What you will do -
List every person named in the Martinsville essay, including its byline.

In Praise of an Unsung Hero

John D. Bassett III

John D. Bassett III

by James A. Bacon

Nearly 40 years ago I moved from the big city to a place had I barely heard of, Martinsville, Va., to embark upon my journalism career as a cub reporter for the Martinsville Bulletin. Compared to Washington, D.C., where I had spent most of my time growing up, it seemed a hard-scrabble place. Little did I know, those were the glory days.

Martinsville was reputed to have more millionaires per capita than anywhere else in Virginia. (Those were the days before the rise of Northern Virginia’s high-tech industry sector.) There was poverty, to be sure, but the region had pride. As the headquarters town for three major textile and apparel companies, Martinsville claimed to be the Sweatshirt Capital of the World. In the days before off-shoring, the town dominated the global knitted fabrics sector. Martinsville and nearby communities of Bassett and Stanleytown also comprised one of the largest concentrations of furniture manufacturing in the country. There was a large DuPont plant there as well, and even a high-tech company started by immigrant Julius Hermes, Martin Processing, that manufactured advanced film coatings.

Other than DuPont, all the businesses were locally owned and operated. Martinsville was no branch-plant economy. The town had a strong middle class of middle managers and professionals. And even the poor weren’t destitute. Many workers lived on plots of land in the country, supplementing their factory wages with garden crops and, often, small plots of tobacco. To my recollection, the population was affluent enough to support four country clubs. The local delegate to the General Assembly, A.L. Philpott, was speaker of the House. Martinsville was small but it punched above its weight.

In just a few short decades, however, it all came tumbling down. America embraced globalization and open trade. It was something the nation had to do, and there has been a huge payoff to companies and their employees who could provide the higher value-added services where American was globally competitive. But free trade came at a cost — and the people of Martinsville were among those who paid it. First the DuPont nylon plant closed, for reasons that may or may not have been connected to free trade (I can’t remember). The textile-apparel sector was the next to go. Within a couple of decades after I had left, the entire sector had shut down, shuttering the huge knitting mills, as production moved to Asia. Then the furniture industry met its demise. That process was more protracted, and some of the companies survived. Although most production moved overseas, local companies like Bassett, Stanleytown and Hooker survived as furniture designers, marketers and distributors of Chinese-manufactured goods.

The data -
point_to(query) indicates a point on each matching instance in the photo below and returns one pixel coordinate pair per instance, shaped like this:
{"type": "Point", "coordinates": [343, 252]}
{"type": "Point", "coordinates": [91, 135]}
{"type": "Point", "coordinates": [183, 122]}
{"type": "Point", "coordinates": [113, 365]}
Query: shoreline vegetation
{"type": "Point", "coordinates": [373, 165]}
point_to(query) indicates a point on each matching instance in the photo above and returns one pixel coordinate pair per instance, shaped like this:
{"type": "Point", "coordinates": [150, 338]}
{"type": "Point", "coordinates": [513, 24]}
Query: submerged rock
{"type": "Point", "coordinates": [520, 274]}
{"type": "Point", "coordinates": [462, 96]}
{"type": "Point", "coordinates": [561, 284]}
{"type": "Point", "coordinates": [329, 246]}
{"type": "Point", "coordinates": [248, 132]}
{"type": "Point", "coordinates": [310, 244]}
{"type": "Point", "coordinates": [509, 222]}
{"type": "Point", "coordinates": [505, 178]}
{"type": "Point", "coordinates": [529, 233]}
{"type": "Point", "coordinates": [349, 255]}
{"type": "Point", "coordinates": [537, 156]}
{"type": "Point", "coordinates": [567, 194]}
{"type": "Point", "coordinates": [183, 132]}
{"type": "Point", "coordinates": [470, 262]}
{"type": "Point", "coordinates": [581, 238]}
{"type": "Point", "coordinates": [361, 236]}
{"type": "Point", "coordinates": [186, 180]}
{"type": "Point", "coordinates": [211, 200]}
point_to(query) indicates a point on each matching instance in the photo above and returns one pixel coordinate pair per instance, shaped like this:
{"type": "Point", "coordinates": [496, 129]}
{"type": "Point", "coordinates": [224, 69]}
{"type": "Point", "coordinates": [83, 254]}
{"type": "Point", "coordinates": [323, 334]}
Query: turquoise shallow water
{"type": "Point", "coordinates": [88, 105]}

Output of the task -
- John D. Bassett III
- James A. Bacon
- Julius Hermes
- A.L. Philpott